--- Extract provided ---
If [young people] don’t have a positive contact within that school, in a teacher, pastoral care, sometimes it’s receptionists, isn’t it? If they don’t have an adult who fulfils that role, I think it’s quite easy to be seen as a number, see the school as failing you not understanding you, and it’s very difficult for young people to voice that they want that support. They don’t necessarily know how to access that support. In reflection, I would say that the success of a project is not really over the activities that we deliver, or the courses we deliver, it’s between the relationship between the worker and the young person. (Senior leader at an Early Leaving college)

It's being flexible and understanding that they will let you down, they won't come in, you won't be able to get hold, so it's just flexibility I think in all those senses. They'll change their mind about what they want to do, yes so it's flexibility I think in every sense. It's not saying this is the programme we're running, it will last for this many weeks, you will come in on Monday and Tuesday. (Teacher and member of academic leadership team at College)
--- Extracted records ---
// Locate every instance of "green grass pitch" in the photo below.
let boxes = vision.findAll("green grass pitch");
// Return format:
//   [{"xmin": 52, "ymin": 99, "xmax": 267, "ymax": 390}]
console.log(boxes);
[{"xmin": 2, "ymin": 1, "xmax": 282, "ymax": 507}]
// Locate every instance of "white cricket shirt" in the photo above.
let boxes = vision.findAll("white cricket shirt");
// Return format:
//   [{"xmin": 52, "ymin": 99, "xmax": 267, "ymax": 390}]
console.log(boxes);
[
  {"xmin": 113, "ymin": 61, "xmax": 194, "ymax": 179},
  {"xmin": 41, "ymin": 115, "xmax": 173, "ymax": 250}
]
---
--- Extracted records ---
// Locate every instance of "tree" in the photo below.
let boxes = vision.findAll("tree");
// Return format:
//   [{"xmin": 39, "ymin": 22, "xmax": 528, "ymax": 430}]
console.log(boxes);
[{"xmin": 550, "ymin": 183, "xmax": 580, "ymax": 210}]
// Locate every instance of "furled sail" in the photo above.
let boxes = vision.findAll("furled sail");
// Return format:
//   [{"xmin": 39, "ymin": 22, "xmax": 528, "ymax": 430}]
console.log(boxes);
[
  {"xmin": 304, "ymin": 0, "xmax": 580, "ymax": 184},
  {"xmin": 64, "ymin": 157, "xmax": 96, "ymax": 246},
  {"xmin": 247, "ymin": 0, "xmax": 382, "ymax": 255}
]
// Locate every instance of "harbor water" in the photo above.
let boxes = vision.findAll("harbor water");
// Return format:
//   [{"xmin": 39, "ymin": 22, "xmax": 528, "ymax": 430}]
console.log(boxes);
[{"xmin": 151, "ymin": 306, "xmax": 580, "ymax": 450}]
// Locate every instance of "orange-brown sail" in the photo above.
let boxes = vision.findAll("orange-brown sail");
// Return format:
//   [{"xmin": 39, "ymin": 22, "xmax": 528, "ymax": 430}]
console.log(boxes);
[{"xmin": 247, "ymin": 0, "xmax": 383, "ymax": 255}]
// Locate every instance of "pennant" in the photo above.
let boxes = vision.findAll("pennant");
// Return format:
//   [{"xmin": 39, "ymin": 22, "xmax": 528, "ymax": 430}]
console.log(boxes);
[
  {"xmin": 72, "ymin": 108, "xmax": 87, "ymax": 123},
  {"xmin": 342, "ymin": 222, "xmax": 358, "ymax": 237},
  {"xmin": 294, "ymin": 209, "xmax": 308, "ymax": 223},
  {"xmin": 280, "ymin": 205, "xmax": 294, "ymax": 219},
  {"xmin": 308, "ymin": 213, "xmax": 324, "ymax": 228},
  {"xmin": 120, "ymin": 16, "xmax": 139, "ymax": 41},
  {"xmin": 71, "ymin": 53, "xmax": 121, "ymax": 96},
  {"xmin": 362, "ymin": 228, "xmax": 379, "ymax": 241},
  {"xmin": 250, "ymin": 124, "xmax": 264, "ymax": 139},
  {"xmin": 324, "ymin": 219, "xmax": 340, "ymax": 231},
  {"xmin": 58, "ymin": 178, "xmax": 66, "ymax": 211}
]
---
Reproduce the stretch of the quotations on supporting young people from "If [young people]" through "Early Leaving college)", word for word.

**Solution below**.
If [young people] don’t have a positive contact within that school, in a teacher, pastoral care, sometimes it’s receptionists, isn’t it? If they don’t have an adult who fulfils that role, I think it’s quite easy to be seen as a number, see the school as failing you not understanding you, and it’s very difficult for young people to voice that they want that support. They don’t necessarily know how to access that support. In reflection, I would say that the success of a project is not really over the activities that we deliver, or the courses we deliver, it’s between the relationship between the worker and the young person. (Senior leader at an Early Leaving college)